Begin Dataset extract

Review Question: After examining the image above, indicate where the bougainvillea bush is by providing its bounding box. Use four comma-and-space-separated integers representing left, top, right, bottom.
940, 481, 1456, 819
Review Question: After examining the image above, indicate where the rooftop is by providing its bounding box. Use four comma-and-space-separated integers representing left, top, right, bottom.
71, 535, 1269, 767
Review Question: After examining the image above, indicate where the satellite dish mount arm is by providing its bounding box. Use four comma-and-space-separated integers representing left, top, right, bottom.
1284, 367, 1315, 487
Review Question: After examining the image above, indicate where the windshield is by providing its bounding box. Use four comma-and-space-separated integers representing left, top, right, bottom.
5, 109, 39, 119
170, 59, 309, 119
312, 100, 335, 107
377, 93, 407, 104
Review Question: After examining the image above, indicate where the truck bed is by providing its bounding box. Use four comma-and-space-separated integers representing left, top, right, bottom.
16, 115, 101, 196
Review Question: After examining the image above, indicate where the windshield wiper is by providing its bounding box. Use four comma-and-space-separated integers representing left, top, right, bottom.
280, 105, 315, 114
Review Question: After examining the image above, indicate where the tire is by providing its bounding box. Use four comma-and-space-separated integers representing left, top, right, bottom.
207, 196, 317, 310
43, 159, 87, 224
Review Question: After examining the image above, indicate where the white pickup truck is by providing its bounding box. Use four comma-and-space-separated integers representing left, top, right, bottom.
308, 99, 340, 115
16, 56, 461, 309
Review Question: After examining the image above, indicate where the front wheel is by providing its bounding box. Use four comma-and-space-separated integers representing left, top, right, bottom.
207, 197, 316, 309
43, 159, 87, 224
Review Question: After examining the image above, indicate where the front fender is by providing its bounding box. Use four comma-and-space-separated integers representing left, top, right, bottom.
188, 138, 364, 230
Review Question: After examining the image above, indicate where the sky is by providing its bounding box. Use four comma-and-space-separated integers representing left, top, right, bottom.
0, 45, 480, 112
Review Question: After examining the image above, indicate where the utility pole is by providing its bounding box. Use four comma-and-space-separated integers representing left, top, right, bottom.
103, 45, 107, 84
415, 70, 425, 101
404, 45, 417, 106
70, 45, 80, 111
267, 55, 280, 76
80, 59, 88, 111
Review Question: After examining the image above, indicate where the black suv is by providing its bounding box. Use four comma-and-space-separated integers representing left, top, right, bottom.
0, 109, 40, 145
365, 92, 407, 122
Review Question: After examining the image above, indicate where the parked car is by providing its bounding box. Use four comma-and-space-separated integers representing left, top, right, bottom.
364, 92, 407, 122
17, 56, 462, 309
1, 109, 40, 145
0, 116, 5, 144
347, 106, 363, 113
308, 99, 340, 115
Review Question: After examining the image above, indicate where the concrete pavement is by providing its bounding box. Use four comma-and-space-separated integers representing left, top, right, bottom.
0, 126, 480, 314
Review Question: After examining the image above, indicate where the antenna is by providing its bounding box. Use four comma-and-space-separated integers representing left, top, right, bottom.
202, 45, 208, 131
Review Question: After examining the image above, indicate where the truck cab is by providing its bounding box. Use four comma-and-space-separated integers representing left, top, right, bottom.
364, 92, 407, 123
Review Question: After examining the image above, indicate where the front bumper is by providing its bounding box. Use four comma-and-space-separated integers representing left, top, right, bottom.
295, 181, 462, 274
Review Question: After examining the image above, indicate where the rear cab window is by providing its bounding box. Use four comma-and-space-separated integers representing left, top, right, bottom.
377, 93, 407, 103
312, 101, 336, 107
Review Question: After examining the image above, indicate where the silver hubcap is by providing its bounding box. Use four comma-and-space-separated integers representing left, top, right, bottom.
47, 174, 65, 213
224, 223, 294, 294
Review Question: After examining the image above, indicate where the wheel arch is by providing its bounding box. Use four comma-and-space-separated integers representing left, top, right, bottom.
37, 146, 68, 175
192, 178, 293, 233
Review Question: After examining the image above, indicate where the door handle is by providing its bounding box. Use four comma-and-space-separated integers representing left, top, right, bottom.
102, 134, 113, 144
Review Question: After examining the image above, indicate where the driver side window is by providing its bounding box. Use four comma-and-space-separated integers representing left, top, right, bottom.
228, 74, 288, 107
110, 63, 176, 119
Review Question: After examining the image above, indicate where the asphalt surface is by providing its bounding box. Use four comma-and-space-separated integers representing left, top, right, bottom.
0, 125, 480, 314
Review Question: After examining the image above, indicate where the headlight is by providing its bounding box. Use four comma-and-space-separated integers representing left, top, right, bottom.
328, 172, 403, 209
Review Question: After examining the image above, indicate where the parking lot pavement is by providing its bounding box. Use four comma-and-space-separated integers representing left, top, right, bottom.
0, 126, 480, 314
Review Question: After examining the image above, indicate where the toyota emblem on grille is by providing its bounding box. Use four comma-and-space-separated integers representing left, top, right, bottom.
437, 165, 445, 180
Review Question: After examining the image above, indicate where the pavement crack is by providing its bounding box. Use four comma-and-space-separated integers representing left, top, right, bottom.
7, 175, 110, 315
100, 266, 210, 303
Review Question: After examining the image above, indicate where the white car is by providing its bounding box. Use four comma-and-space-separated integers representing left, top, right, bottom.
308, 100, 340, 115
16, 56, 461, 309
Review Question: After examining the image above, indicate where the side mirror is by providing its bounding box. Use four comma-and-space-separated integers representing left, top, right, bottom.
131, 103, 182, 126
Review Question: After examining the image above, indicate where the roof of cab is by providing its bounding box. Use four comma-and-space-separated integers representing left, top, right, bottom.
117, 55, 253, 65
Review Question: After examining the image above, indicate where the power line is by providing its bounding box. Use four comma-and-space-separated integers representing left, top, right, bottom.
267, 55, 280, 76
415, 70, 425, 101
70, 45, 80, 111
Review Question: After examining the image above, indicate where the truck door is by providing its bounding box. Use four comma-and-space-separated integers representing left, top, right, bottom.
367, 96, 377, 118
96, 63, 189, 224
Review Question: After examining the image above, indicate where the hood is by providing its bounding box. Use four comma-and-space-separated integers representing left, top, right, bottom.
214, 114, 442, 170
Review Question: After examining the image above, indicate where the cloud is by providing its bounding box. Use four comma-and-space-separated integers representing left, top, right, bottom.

End Dataset extract

▶ **What to work on**:
Copy out the listing lines exactly, from the line containing "where the concrete" through the line containing "312, 101, 336, 107", both of those lines included.

▶ **The solution**:
Review Question: After examining the image above, indicate where the concrete pavement is by providing its bounding box. Use four comma-and-space-separated integers representing left, top, right, bottom.
0, 126, 480, 314
Review Question: After examining the image above, indicate where the antenna is by providing its bounding box. Use four comma-and-space-separated integers representing left, top, right, bottom.
202, 45, 208, 131
Review Question: After examining the image above, indicate where the truck cab is by providing its bounding box. Use four comma-and-space-separated integers representing left, top, right, bottom.
364, 92, 407, 123
Review Question: After examining the image above, indicate where the front bumper is by providing its bounding box. Use four comma-and-space-separated integers representing left, top, right, bottom.
295, 181, 462, 274
Review Question: After examining the image above, indicate where the rear cab window is by providing its bounding box. Use four comma-and-space-separated integers representing left, top, right, bottom.
377, 93, 407, 103
312, 101, 336, 107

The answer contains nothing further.